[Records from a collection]
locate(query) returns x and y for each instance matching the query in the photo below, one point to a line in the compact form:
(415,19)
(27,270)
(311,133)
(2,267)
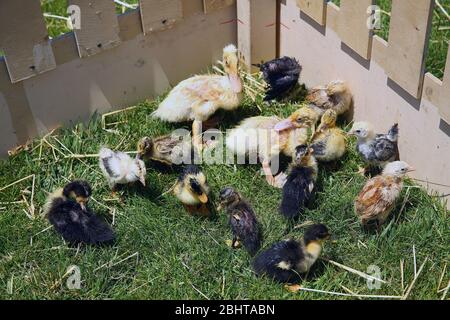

**ASSIGNMENT:**
If a record holds a picture, leave the picture out, but repeat every line exactly.

**RESULT OF THIS EXERCISE:**
locate(query) returns x and y for each instance matching the query in the photo below, one point to a line in the compact form:
(415,19)
(27,270)
(311,133)
(2,267)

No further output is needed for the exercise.